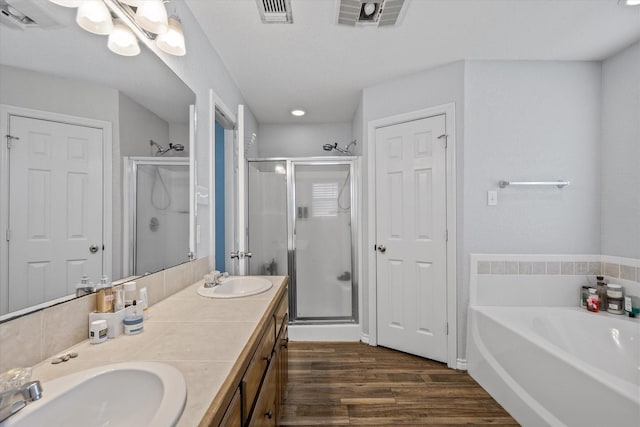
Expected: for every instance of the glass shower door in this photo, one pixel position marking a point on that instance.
(323, 284)
(268, 218)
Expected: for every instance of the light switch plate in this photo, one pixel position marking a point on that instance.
(492, 198)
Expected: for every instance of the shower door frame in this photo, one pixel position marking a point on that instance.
(291, 162)
(130, 184)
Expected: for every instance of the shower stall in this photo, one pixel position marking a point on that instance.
(156, 213)
(302, 223)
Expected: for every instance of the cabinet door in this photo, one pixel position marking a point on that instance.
(264, 414)
(233, 415)
(257, 367)
(282, 365)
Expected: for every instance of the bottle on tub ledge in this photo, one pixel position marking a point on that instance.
(601, 288)
(593, 300)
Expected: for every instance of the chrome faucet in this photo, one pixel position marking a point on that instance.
(212, 280)
(12, 401)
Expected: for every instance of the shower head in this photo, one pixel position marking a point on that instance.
(161, 151)
(334, 146)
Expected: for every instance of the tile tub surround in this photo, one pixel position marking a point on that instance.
(201, 337)
(29, 339)
(554, 280)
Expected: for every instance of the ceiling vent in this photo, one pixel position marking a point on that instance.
(363, 12)
(25, 14)
(275, 11)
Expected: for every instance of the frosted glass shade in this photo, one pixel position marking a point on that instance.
(152, 16)
(172, 41)
(122, 40)
(134, 3)
(94, 17)
(67, 3)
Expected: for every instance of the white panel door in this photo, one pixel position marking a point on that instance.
(411, 237)
(55, 209)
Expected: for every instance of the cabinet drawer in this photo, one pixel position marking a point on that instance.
(257, 368)
(233, 414)
(264, 414)
(281, 312)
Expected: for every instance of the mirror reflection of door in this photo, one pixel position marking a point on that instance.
(55, 204)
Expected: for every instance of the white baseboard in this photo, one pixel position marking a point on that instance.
(461, 364)
(325, 333)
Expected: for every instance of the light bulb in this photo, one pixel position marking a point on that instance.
(369, 8)
(172, 41)
(152, 16)
(94, 17)
(122, 40)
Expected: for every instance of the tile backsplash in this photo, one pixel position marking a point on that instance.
(611, 267)
(32, 338)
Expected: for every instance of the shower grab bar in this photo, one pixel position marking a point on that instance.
(559, 184)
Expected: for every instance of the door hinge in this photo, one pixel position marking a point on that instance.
(10, 139)
(445, 137)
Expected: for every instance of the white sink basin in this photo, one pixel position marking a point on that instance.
(236, 287)
(118, 395)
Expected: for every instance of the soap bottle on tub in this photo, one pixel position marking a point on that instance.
(593, 300)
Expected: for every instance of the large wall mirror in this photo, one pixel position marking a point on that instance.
(67, 100)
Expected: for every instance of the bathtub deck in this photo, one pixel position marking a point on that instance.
(341, 384)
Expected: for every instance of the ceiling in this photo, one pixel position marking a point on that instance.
(322, 67)
(68, 51)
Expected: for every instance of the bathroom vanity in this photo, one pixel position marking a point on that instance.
(232, 353)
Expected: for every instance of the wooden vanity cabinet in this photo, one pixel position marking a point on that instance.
(261, 390)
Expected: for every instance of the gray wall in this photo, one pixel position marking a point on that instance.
(514, 120)
(530, 121)
(620, 154)
(302, 140)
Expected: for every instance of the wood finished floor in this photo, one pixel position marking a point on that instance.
(341, 384)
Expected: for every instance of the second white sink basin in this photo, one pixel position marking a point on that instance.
(236, 287)
(119, 395)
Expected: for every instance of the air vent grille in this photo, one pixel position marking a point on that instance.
(364, 12)
(275, 11)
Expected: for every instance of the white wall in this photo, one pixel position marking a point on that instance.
(530, 121)
(620, 154)
(202, 69)
(437, 86)
(303, 140)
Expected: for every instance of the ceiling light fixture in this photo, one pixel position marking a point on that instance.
(122, 40)
(94, 17)
(136, 20)
(152, 16)
(172, 41)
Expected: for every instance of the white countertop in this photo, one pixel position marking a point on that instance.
(202, 337)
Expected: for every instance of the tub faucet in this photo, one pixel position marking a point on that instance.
(12, 401)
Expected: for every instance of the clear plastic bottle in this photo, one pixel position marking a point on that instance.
(602, 291)
(593, 301)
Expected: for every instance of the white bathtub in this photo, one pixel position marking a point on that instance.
(557, 366)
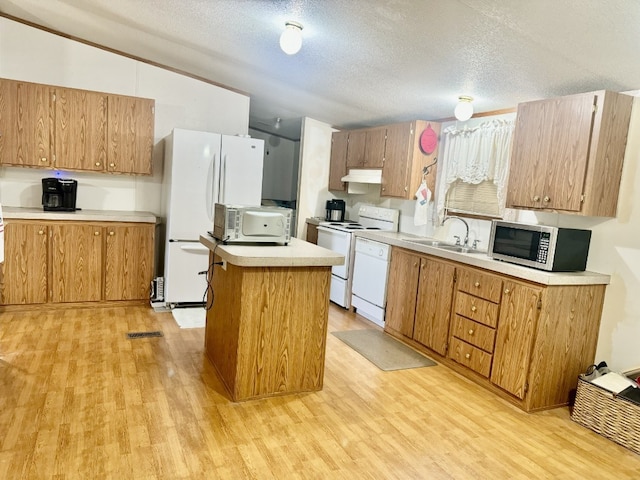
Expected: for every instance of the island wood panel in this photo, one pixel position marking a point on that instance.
(128, 262)
(76, 262)
(474, 333)
(516, 327)
(26, 123)
(130, 130)
(433, 309)
(477, 309)
(24, 271)
(266, 332)
(80, 129)
(566, 340)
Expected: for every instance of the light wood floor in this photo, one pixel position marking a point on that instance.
(79, 400)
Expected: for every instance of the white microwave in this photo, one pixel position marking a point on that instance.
(247, 224)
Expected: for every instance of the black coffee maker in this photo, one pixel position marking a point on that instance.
(335, 211)
(59, 194)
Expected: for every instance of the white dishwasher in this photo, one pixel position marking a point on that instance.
(370, 271)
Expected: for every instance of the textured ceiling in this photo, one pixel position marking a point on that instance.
(368, 62)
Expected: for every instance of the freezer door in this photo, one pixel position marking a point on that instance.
(191, 159)
(241, 164)
(183, 262)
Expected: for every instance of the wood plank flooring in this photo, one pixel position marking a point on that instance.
(78, 400)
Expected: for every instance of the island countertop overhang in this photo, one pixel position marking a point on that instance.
(297, 253)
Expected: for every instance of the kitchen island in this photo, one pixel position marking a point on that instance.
(267, 316)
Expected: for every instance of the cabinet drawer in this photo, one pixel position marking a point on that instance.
(480, 284)
(474, 333)
(470, 356)
(476, 309)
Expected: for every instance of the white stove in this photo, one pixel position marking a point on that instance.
(337, 236)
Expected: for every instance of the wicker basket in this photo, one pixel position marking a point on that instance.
(615, 418)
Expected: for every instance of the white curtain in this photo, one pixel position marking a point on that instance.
(474, 155)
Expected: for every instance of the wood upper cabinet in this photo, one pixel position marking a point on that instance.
(76, 262)
(80, 130)
(131, 124)
(402, 286)
(338, 161)
(433, 311)
(519, 312)
(24, 277)
(567, 153)
(128, 273)
(405, 160)
(26, 123)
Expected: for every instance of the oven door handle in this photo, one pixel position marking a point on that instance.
(333, 231)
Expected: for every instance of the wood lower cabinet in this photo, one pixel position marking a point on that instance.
(419, 298)
(76, 262)
(48, 126)
(24, 278)
(128, 273)
(523, 341)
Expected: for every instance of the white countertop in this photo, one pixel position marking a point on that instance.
(482, 260)
(26, 213)
(297, 254)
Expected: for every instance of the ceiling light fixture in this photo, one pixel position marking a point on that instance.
(291, 38)
(464, 108)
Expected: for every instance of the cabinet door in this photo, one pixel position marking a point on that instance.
(80, 129)
(395, 172)
(26, 121)
(356, 149)
(130, 132)
(519, 311)
(402, 287)
(375, 147)
(338, 161)
(76, 262)
(128, 262)
(550, 153)
(24, 279)
(433, 310)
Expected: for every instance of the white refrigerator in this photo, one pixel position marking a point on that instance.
(201, 169)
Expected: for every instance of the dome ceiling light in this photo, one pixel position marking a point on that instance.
(291, 38)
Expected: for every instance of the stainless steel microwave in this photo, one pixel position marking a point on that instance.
(554, 249)
(246, 224)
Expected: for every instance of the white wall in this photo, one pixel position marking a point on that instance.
(32, 55)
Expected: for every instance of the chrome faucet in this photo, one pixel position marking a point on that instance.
(466, 236)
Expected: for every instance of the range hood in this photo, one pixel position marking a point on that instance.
(363, 176)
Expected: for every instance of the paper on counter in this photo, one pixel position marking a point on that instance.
(614, 382)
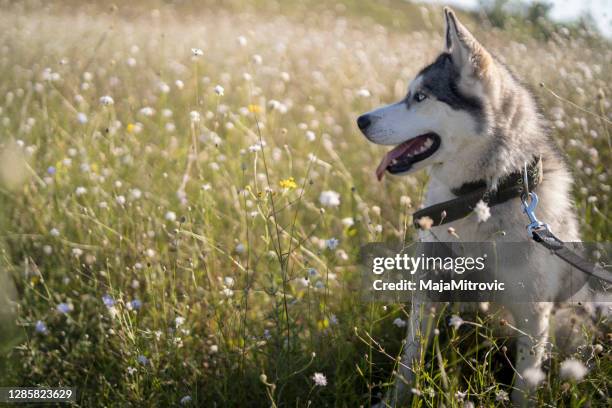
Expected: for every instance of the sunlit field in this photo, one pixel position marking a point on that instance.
(184, 193)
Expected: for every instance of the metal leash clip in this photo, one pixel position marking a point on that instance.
(529, 201)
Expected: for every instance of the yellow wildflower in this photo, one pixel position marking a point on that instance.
(289, 183)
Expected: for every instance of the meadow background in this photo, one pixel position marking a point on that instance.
(183, 194)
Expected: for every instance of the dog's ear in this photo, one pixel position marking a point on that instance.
(468, 55)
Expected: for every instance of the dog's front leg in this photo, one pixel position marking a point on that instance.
(533, 320)
(420, 331)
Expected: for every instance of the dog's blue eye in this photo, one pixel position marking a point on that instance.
(419, 96)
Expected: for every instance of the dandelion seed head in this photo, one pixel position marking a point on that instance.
(107, 100)
(533, 376)
(329, 198)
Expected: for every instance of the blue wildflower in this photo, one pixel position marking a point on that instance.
(108, 301)
(63, 308)
(331, 243)
(41, 327)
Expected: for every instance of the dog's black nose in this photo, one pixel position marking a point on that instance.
(363, 122)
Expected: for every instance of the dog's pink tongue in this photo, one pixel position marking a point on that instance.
(391, 155)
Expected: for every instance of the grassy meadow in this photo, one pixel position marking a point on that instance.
(184, 192)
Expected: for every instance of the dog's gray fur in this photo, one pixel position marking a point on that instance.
(489, 127)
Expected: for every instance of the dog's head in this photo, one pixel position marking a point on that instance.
(443, 111)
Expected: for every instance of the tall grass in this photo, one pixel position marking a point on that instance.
(195, 240)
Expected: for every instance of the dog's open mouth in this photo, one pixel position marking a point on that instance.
(402, 157)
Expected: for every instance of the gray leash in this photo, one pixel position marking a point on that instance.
(540, 232)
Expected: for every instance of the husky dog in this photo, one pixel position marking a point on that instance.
(466, 118)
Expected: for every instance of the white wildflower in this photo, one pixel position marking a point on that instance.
(572, 369)
(329, 198)
(399, 322)
(533, 377)
(456, 321)
(107, 100)
(363, 93)
(195, 116)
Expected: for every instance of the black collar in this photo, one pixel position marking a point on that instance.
(469, 194)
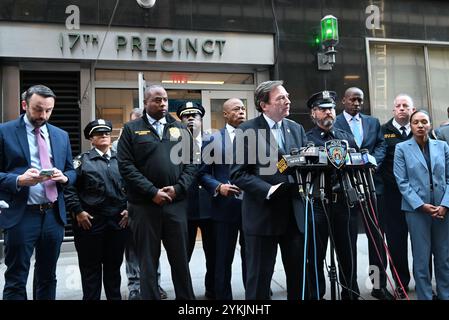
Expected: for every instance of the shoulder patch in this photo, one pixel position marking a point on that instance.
(142, 132)
(77, 160)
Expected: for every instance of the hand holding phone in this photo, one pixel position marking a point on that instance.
(46, 172)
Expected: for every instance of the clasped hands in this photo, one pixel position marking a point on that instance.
(435, 211)
(31, 177)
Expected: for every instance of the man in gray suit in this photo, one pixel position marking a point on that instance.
(272, 213)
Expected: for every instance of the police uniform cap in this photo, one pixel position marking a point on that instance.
(189, 108)
(322, 99)
(97, 125)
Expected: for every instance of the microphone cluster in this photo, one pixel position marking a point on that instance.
(313, 162)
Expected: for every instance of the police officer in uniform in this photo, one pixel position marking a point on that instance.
(199, 201)
(98, 203)
(322, 111)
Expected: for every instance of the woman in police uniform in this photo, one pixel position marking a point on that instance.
(98, 202)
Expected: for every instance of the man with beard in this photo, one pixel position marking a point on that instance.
(156, 185)
(272, 210)
(226, 204)
(35, 166)
(368, 135)
(322, 112)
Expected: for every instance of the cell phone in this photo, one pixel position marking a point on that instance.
(46, 172)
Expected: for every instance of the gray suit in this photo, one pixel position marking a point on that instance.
(428, 235)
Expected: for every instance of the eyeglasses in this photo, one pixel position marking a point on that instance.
(101, 134)
(238, 108)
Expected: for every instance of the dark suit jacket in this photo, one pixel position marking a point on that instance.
(413, 176)
(373, 140)
(15, 160)
(224, 209)
(260, 216)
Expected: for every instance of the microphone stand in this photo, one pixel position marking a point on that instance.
(328, 211)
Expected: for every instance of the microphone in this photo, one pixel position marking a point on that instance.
******
## YOUR GOAL
Leave out every line before the one containing "Expected: for every instance of the gray suit"; set down that line and all remaining lines of the material exactly.

## THE ANSWER
Expected: for every instance of the gray suit in this photo, one pixel position marking a point on that instance.
(428, 235)
Expected: for every instance of the eyeglasses in this photo, one pixel position marking a point on that instance.
(101, 134)
(238, 108)
Expected: for every instance of the dark suit jacket in this photo, one pixel position marking a point on that instance.
(413, 176)
(373, 140)
(15, 160)
(224, 209)
(260, 216)
Expected: for every instance of the microphone stand in this photo, one pixel position marking a point on that instance.
(328, 211)
Expected: for every instance of the microphone in this photo, one pixel position marking a point on that instance.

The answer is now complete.